_AIM_. Tally how many lines in the rows below contain the word "trailer", and reply with the number alone.

Position identification records
[START]
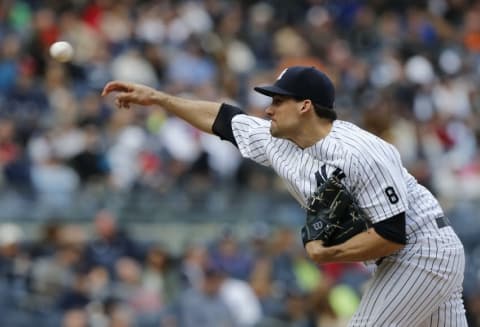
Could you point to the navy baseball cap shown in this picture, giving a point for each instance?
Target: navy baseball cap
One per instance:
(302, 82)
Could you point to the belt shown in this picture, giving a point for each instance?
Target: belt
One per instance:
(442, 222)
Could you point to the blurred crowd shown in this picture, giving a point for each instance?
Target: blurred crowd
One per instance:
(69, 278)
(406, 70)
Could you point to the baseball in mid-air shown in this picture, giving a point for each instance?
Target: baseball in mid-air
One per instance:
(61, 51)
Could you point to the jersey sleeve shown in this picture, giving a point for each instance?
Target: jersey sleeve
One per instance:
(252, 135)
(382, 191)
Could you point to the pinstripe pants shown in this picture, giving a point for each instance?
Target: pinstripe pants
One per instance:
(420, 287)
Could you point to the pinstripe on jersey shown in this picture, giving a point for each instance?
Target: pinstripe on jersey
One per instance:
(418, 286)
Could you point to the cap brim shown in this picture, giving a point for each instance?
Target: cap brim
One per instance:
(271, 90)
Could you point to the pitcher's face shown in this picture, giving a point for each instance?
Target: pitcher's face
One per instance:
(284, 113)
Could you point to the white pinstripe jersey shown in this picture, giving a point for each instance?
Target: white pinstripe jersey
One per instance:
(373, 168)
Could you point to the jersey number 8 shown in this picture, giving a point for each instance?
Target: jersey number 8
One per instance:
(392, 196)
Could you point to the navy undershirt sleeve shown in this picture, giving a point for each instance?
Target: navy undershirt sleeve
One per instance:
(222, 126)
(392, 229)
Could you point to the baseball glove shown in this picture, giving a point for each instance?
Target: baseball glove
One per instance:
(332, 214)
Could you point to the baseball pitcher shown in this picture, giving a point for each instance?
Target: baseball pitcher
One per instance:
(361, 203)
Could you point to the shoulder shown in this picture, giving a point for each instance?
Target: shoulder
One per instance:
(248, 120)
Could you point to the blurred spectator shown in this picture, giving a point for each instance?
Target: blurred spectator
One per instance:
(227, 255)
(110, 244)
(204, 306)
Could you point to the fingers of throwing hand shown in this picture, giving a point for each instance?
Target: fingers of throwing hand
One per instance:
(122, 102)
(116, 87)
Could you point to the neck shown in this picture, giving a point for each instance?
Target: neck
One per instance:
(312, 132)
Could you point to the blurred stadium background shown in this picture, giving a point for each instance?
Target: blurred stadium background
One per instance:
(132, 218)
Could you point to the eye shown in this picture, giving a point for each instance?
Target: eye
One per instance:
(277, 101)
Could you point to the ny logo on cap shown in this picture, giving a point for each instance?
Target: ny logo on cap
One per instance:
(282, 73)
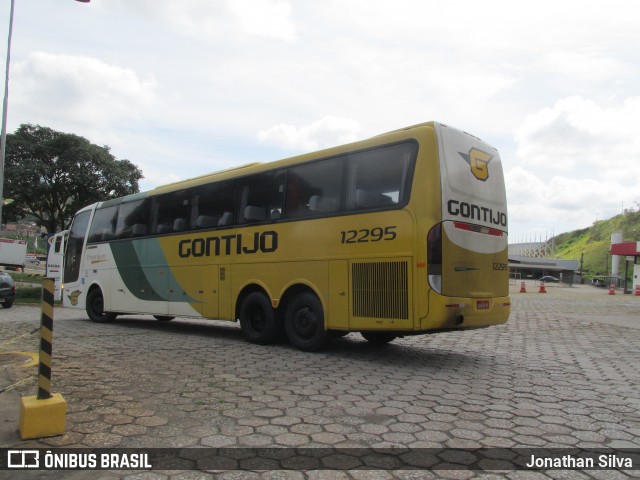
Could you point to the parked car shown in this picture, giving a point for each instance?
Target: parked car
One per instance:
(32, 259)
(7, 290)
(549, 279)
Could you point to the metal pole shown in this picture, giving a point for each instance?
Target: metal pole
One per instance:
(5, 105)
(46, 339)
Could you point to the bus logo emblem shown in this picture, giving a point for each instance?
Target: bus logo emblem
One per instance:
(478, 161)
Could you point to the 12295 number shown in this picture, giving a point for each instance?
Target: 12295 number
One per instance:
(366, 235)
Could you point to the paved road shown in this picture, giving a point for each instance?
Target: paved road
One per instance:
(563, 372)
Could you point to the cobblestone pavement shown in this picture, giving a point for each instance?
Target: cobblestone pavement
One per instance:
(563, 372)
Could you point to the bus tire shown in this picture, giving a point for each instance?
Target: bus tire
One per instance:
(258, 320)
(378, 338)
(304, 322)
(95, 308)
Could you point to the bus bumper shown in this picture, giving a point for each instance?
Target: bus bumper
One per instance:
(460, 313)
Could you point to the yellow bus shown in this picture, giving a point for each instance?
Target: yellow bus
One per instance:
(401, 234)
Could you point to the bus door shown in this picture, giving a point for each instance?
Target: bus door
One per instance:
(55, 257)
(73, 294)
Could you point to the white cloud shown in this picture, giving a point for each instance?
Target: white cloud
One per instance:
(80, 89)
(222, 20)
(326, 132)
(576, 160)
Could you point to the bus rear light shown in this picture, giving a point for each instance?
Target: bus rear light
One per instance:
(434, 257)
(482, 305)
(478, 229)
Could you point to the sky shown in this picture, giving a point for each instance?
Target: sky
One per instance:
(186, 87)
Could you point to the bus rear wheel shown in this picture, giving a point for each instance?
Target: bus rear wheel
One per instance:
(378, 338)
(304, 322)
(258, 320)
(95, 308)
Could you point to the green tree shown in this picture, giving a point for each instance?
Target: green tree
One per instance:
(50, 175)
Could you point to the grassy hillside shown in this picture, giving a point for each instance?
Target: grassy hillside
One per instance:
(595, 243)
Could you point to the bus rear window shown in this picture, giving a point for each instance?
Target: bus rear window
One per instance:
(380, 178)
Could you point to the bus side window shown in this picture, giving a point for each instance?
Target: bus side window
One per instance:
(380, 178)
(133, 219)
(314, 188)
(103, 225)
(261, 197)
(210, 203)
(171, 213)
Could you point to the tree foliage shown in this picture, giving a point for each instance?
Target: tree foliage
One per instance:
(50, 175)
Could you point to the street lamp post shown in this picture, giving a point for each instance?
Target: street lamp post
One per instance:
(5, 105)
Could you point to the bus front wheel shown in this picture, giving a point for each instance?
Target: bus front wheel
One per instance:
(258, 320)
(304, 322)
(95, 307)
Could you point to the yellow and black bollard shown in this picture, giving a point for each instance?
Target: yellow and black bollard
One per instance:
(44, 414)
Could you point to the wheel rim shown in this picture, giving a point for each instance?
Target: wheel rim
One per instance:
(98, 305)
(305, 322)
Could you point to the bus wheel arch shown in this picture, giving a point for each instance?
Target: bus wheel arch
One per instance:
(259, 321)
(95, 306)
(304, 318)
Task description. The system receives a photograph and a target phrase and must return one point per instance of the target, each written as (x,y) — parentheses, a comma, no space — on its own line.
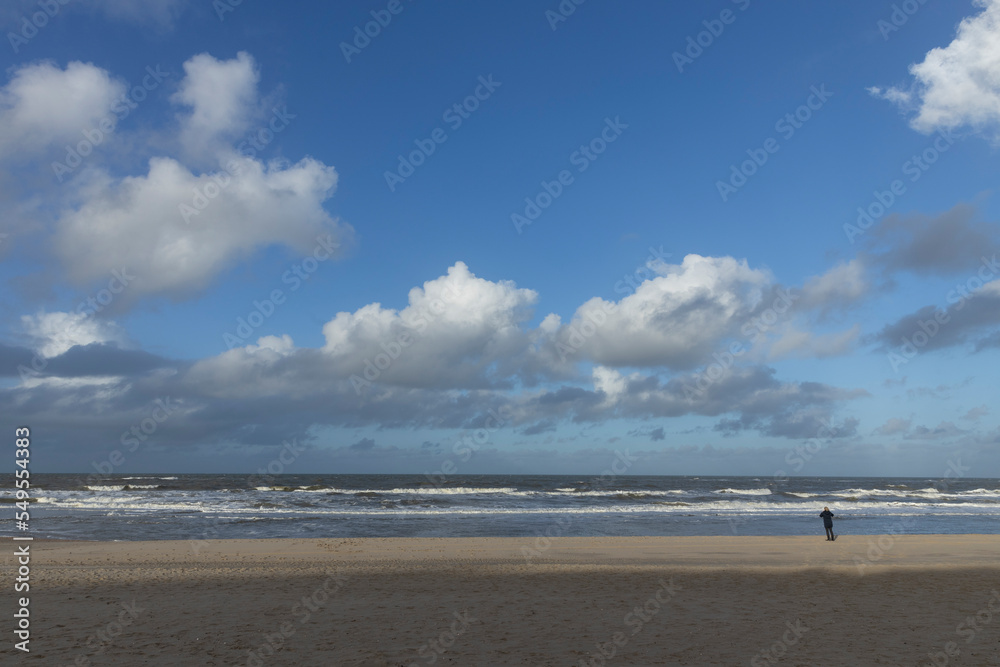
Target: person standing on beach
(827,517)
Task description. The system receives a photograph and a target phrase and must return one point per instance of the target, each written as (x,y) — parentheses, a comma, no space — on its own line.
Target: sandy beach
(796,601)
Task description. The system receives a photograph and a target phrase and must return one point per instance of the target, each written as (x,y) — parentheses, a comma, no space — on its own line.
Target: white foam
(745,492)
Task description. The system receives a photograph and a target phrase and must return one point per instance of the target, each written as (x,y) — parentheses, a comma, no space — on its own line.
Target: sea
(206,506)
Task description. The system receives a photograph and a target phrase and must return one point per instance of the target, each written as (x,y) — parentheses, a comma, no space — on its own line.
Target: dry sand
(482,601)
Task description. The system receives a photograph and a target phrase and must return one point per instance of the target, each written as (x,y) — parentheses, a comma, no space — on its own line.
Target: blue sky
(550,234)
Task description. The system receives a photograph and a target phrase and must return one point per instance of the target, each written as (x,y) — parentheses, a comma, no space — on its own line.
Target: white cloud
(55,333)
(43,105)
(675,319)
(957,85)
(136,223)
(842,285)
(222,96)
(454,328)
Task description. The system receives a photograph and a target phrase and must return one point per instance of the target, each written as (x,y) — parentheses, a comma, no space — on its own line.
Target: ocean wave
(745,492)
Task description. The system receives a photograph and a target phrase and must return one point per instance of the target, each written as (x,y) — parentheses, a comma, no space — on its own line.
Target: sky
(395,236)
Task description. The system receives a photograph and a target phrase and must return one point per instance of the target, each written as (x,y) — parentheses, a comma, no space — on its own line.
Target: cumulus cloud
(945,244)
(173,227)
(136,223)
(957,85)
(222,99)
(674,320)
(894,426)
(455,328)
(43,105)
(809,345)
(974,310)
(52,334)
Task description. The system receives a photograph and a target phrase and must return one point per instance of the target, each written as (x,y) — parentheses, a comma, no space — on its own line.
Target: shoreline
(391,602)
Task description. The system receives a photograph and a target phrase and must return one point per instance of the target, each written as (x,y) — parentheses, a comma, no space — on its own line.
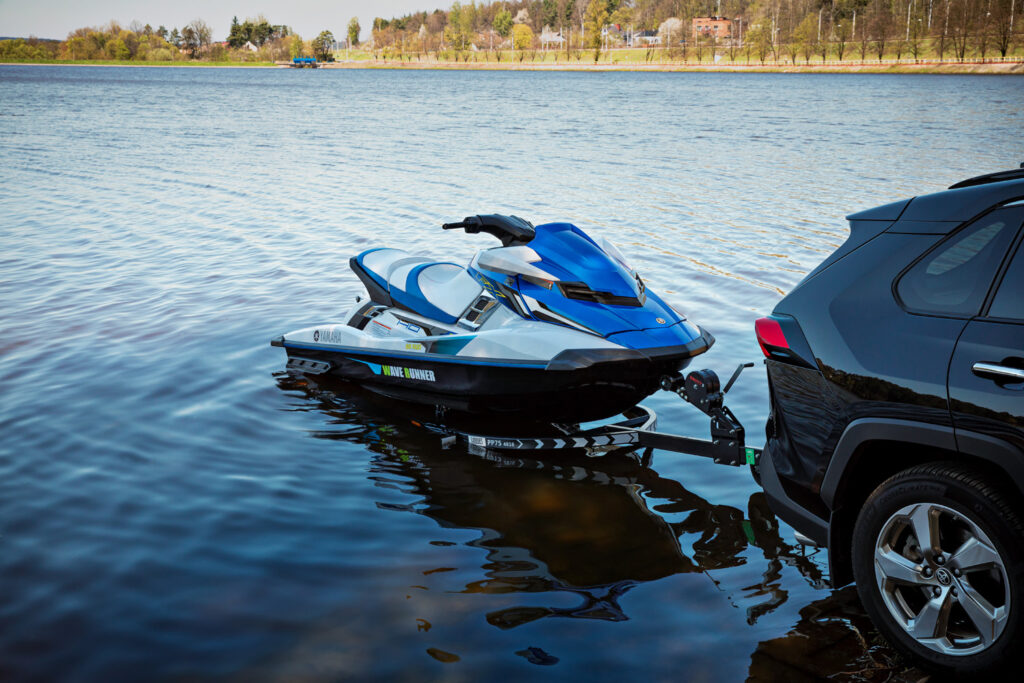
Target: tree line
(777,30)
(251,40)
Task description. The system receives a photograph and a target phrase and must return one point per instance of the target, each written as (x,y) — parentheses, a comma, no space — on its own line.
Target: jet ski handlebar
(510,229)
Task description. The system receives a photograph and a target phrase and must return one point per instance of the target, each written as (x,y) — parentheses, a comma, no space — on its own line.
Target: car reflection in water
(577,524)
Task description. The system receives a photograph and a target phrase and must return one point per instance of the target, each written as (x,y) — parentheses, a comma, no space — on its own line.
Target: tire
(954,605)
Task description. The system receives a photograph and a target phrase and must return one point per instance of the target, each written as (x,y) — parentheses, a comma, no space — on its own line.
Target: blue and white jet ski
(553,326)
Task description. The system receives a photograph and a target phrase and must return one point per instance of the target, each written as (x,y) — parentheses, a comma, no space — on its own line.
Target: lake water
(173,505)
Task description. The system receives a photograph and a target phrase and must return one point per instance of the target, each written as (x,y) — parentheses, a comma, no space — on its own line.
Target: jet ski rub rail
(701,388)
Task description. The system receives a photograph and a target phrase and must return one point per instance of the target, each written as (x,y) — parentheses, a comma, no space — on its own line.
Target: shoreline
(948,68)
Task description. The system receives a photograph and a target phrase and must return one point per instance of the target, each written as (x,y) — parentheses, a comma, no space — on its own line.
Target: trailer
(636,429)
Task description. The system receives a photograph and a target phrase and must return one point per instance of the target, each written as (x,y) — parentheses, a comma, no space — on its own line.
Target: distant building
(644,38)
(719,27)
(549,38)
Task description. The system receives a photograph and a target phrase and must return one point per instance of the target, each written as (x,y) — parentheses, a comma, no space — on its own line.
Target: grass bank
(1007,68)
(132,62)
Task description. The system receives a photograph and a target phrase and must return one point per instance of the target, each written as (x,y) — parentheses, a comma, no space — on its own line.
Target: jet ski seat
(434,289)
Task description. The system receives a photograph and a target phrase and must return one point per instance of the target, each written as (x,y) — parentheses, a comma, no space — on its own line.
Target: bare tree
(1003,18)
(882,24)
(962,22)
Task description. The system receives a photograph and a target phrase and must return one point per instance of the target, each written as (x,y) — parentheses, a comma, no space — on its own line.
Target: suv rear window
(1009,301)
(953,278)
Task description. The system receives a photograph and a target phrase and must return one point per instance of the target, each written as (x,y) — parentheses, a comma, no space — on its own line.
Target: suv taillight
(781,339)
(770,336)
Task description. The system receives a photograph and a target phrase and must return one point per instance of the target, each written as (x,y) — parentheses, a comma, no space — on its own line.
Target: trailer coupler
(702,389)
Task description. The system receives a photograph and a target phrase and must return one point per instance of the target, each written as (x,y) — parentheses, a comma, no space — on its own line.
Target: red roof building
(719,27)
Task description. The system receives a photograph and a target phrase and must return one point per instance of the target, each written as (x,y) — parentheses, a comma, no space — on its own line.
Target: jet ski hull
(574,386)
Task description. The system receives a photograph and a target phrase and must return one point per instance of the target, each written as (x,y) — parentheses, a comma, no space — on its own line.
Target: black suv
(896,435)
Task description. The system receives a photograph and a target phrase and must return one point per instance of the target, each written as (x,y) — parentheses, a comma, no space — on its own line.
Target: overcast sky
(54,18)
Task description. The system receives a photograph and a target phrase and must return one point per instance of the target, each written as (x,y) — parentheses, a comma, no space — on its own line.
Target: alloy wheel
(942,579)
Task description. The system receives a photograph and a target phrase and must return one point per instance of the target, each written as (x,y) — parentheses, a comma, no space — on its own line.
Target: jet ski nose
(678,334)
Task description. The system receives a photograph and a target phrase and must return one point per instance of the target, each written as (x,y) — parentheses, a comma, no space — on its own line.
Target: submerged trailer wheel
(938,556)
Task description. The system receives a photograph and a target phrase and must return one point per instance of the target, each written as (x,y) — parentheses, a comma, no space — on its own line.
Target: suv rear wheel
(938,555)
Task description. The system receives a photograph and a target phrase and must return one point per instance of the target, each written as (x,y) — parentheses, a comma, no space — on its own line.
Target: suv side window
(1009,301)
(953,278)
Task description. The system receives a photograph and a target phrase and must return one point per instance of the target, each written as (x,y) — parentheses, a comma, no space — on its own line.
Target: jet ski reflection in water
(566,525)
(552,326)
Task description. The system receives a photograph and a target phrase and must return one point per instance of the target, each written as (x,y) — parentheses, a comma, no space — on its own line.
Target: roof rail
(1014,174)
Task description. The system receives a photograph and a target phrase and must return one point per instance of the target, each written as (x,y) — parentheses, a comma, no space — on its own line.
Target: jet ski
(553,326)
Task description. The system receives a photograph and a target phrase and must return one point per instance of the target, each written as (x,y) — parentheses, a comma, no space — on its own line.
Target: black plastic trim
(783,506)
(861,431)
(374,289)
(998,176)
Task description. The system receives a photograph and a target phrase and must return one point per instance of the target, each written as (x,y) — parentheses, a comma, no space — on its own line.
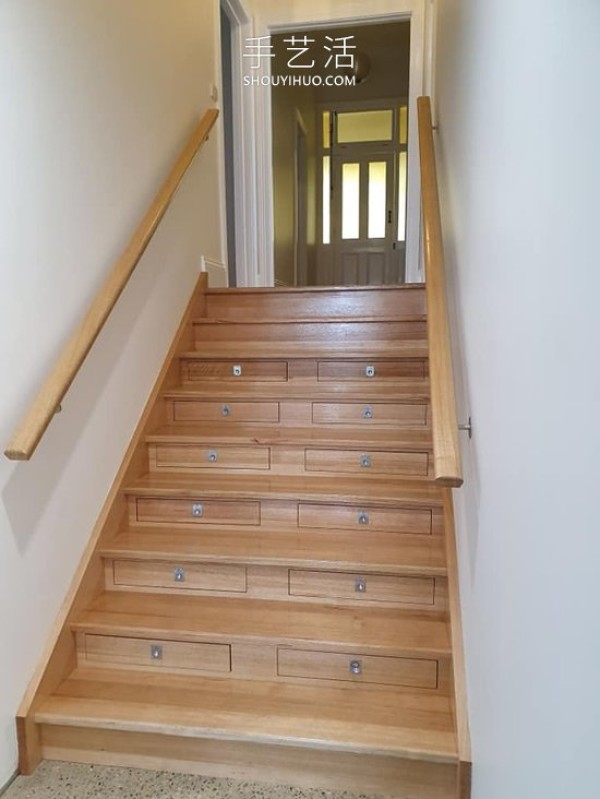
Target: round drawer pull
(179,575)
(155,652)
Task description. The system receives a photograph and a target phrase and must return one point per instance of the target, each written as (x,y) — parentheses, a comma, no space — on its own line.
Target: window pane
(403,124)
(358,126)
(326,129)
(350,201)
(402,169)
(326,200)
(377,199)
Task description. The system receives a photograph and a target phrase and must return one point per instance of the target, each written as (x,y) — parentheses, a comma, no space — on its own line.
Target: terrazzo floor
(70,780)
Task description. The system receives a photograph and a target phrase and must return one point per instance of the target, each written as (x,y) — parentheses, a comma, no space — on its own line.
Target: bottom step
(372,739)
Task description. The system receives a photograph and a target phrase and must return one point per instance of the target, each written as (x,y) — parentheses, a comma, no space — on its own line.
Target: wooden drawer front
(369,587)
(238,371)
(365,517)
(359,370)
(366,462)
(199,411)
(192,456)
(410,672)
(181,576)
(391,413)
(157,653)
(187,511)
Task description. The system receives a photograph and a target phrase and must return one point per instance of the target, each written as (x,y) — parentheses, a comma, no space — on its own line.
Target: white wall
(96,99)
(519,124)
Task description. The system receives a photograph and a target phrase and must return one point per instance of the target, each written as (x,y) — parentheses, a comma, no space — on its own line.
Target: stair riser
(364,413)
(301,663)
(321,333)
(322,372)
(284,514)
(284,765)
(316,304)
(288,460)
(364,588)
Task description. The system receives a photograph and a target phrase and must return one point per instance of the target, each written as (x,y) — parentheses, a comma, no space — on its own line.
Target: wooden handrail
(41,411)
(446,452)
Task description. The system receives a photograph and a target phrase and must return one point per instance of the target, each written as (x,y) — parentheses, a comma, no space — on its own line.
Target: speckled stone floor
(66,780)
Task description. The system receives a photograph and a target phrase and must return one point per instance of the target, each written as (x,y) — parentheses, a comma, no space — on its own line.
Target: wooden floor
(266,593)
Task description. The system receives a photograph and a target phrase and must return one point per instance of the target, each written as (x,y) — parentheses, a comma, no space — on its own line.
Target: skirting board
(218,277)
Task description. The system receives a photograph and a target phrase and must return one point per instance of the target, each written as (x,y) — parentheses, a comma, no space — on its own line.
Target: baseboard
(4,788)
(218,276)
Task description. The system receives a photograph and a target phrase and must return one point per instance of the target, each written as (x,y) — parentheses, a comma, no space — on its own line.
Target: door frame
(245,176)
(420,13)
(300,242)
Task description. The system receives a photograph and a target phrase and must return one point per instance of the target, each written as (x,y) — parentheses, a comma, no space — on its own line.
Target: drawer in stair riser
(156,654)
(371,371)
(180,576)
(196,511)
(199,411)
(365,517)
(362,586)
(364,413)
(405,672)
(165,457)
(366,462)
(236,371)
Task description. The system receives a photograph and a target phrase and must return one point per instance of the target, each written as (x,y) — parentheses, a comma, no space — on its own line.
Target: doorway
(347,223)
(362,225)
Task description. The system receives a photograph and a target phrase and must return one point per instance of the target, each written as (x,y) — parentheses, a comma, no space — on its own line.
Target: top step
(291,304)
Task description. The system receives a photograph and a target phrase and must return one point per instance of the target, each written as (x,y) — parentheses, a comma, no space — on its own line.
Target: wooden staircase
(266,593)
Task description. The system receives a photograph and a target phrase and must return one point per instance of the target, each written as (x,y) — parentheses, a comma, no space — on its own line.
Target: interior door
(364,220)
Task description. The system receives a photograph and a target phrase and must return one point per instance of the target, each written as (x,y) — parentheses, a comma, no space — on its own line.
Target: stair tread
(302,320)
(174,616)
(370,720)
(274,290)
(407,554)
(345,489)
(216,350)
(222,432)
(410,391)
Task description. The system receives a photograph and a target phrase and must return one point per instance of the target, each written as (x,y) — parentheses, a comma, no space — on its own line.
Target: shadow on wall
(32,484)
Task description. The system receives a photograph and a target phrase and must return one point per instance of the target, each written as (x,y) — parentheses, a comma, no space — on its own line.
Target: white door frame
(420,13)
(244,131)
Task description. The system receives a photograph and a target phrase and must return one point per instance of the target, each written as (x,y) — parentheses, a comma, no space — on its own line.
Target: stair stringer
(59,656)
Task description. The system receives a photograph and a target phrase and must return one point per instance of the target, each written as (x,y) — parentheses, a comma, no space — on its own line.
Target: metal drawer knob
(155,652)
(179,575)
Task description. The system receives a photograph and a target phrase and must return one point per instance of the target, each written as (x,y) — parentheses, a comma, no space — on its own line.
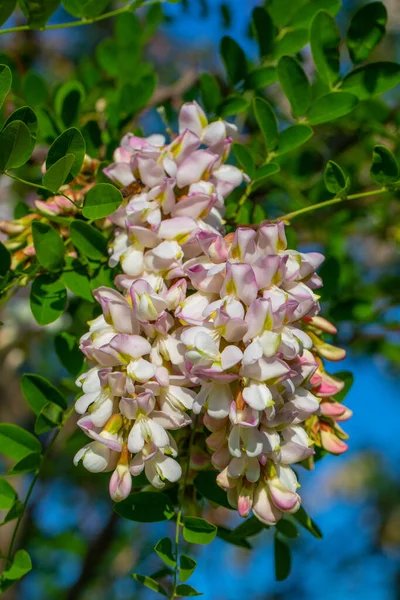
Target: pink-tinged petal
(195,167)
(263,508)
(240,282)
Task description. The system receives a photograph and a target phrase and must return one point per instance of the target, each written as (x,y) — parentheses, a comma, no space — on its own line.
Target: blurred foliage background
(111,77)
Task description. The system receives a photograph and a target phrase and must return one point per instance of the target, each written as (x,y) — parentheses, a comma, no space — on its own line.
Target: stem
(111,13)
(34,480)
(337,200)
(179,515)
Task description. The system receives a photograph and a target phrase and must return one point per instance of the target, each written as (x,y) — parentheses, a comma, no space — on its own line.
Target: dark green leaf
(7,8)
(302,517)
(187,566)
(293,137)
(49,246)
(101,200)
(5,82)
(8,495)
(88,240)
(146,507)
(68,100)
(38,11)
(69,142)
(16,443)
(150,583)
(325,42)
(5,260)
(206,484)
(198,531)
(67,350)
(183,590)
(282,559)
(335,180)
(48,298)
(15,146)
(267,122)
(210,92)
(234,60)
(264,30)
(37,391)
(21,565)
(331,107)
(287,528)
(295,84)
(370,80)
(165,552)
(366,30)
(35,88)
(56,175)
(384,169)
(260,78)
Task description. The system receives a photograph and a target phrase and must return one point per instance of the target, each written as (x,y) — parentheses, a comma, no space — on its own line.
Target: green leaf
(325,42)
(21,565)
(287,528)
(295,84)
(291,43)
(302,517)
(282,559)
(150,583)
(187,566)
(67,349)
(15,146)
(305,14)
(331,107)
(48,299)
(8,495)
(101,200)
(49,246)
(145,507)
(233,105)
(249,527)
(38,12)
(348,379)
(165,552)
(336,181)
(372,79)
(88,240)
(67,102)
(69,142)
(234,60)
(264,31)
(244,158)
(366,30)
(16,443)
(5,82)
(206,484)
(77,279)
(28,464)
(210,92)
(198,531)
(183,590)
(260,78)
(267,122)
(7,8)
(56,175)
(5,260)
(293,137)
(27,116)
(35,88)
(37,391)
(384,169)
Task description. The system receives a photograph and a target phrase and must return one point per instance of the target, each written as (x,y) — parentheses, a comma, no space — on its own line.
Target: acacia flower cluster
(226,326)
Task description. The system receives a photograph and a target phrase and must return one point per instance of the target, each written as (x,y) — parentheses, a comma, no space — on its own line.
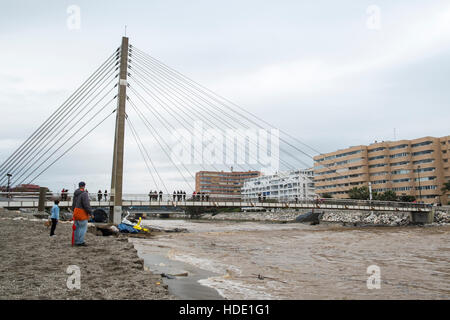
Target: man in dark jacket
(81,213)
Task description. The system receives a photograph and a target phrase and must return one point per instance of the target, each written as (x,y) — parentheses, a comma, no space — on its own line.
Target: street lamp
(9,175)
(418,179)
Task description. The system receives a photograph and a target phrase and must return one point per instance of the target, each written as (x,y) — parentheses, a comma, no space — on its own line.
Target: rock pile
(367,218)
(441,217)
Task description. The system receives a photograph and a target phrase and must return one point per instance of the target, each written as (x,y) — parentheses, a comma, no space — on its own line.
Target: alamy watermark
[END]
_WRITTEN SOLUTION_. 3